Agrocarburants et déforestation : Paris et Bruxelles assument (tous comptes faits)





En Indonésie, la forêt primaire est détruite afin de planter les palmiers qui fourniront "l'huile végétale" pudiquement mentionnée sur nos emballages. [DR]



Le gouvernement Sarkozy vient de doter la France d'un observatoire des agrocarburants. Coïncidence ? Deux semaines plus tôt, l'Agence européenne de l'environnement (AEE) lâchait un cochon dans le maïs : l'hypothèse selon laquelle les carburants d'origine agricole seraient sans dommages pour le climat est tout bonnement « fausse, et aboutit à une sérieuse erreur comptable », selon les dix-neuf membres du comité scientifique de cette agence chargée de conseiller l'Union européenne.

L'AEE reprend les critiques émises depuis longtemps non seulement par les
ONG écologistes, mais également par les Nations unies, l'OCDE et, en France, par l'Ademe. Le problème posé est très simple. Lorsque les biocarburants remplacent des cultures destinées à l'alimentation, de deux choses l'une : soit ces dernières ne sont pas remplacées et « cela peut conduire à plus de faim », soit elles sont remplacées, et « cela conduit à plus d'émissions » de gaz à effet de serre, à cause de la déforestation et du défrichage. D'après l'AEE, les multiples politiques de l'Europe en faveur des agrocarburants pourraient « aboutir à une augmentation des émissions, et donc accélérer le réchauffement planétaire ».

Ça alors ! A moi, esprit du Grenelle : ni une ni deux, le gouvernement de la France, n°1 des agrocarburants en Europe et quatrième producteur mondial (mais attention, sans OGM !), nous sort opportunément du chapeau un observatoire des agrocarburants chargé (manifestement) de défendre leur culture. En effet, le président de cet observatoire, Pierre-Franck Chevet, directeur général de l'énergie au ministère de l'écologie, chapitre :

« Dans un contexte de risque de réchauffement climatique lié aux émissions de gaz à effet de serre, d’augmentation des prix du pétrole, de préoccupations sur la sécurité des approvisionnements en énergie [tiens, tiens], les biocarburants constituent une ressource énergétique alternative et renouvelable, essentielle pour décarboner le secteurs de transports [décarboner ? Mais enfin Pierre-Franck, on vient justement de dire que...]. La France est l’un des pays européens où les biocarburants sont les plus développés et le déploiement d’exigences en matière de durabilité permettra de poursuivre dans cette dynamique [ouf !]. (...) C’est une filière d’avenir et une opportunité de développement pour les industriels [Yes, man]. »

Un point à ne pas perdre de vue : les agrocarburants, qui constituent 7 % des carburants que les Français consument, « apporteront la contribution la plus importante » au plan de développement des énergies renouvelables que Paris s'est fixé jusqu'à 2020, souligne le gouvernement dans son communiqué.

L'observatoire des agrocarburants se réunira deux fois l'an. Selon le principe du Grenelle de l'environnement, il réunira « les producteurs de biocarburants et autres énergies renouvelables utilisées dans les transports, les opérateurs qui commercialisent les carburants traditionnels et alternatifs, les constructeurs de véhicules routiers et non routiers, les associations de consommateurs et [sic] de défense de l'environnement ».

§ Objectif
Poursuivez le texte sur les agrocarburants et la déforestation à partir de sa dernière phrase. Ces lignes n'ont aucun rapport avec le texte.

§ Lignes de données
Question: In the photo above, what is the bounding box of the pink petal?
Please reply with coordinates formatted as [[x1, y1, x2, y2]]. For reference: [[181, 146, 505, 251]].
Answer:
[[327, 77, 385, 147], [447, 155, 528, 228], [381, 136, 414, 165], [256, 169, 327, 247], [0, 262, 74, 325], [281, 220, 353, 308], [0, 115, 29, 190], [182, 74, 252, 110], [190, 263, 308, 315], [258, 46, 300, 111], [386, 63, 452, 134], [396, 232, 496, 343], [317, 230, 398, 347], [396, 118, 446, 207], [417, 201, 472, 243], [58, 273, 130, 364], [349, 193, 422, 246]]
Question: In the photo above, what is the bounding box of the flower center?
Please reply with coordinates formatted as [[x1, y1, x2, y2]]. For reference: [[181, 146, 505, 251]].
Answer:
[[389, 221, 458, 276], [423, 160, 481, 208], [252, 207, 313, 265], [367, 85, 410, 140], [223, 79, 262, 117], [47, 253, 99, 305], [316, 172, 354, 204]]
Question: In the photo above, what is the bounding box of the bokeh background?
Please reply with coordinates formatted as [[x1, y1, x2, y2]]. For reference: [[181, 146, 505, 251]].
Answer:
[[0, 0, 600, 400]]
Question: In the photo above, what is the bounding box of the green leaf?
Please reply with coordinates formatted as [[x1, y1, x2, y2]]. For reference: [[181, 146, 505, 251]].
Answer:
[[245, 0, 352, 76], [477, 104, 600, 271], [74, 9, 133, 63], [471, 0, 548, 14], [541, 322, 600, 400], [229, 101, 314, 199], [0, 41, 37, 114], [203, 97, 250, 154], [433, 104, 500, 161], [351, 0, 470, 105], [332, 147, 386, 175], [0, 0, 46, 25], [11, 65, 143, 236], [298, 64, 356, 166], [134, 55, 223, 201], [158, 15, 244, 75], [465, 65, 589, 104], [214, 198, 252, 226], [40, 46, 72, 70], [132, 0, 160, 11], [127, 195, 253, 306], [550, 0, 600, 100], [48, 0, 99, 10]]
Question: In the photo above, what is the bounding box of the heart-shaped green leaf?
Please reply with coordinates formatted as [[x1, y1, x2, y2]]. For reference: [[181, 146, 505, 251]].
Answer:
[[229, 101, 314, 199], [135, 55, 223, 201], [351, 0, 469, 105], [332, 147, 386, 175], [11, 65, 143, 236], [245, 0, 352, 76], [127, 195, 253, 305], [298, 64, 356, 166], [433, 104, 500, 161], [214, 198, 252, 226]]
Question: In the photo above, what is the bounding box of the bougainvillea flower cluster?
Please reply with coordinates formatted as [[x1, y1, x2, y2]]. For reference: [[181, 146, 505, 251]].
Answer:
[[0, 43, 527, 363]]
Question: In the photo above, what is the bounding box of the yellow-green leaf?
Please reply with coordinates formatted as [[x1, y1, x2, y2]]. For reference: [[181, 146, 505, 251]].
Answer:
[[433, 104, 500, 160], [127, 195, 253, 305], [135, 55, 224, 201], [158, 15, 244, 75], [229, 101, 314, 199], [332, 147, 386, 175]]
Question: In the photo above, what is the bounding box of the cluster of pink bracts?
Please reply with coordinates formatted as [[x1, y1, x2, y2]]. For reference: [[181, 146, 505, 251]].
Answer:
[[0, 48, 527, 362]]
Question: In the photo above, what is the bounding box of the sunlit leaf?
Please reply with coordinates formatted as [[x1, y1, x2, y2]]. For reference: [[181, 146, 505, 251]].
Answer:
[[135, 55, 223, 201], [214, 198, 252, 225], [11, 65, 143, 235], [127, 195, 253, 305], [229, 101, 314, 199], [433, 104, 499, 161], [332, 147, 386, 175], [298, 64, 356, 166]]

§ Résultat attendu
Aux Etats-Unis, où 40 % des récoltes de maïs finissent déjà dans les réservoirs, le New York Times observe :

« Des intérêts puissants sont en jeu, tels que ceux des semenciers et des cultivateurs d'agrocarburants en Allemagne et en France et d'huile de palme en Malaisie et en Indonésie. Les agrocarburants fournissent déjà environ 4 % des carburants en Europe, avec un chiffre d'affaires annuel de 17 milliards de dollars [12 G€]. »

Selon la transcription d'une réunion la commission européenne sur les agrocarburants tenue en juillet, il faut « défendre les espoirs légitimes de l'agriculture de l'UE » et « éviter des problèmes avec les principaux partenaires commerciaux » de l'Europe.

Chronique d'un désastre plus qu'annoncé ? Le New York Times précise :

« Les commissaires européens ont également discuté de la possibilité d'attendre jusqu'à sept ans avant de pénaliser les cultivateurs des carburants qui ont les plus grands impacts sur l'alimentation et sur la déforestation »...

On résume : les agrocarburants sont au cœur de la stratégie climatique européenne, alors même que tout le monde dit qu'ils risquent d'aggraver le réchauffement. Tout le monde le dit, sauf les agro-industriels qui gagnent leur pain grâce aux agrocarburants, et les représentants politiques qui les défendent à Paris, et à Bruxelles, mais qui savent déjà qu'il faudra les sanctionner un jour ou l'autre (plutôt l'autre) !

Après le financement d'élus américains climatosceptiques par des industriels européens tels que GDF-Suez ou Lafarge, voilà encore un beau scandale potentiel qui est en train de ne pas faire la moindre vaguelette.

Bof, après tout c'est bien la Pologne qui conduit les négociations internationales de l'UE sur le climat en ce moment, en assumant la présidence tournante de l'Europe. Négociations qui, comme chacun sait, avancent à grands pas. La Pologne produit 95 % de son électricité avec du charbon sale, a déjà lancé quatre-vingt-dix projets d'extractions de gaz de schiste. Son premier ministre juge qu'aucune régulation nouvelle « n'est nécessaire » pour encadrer ces gaz de schiste.

Les climatosceptiques sont en train de gagner, se lamente pendant ce temps l'Américain James Hansen, père de la lutte contre le réchauffement.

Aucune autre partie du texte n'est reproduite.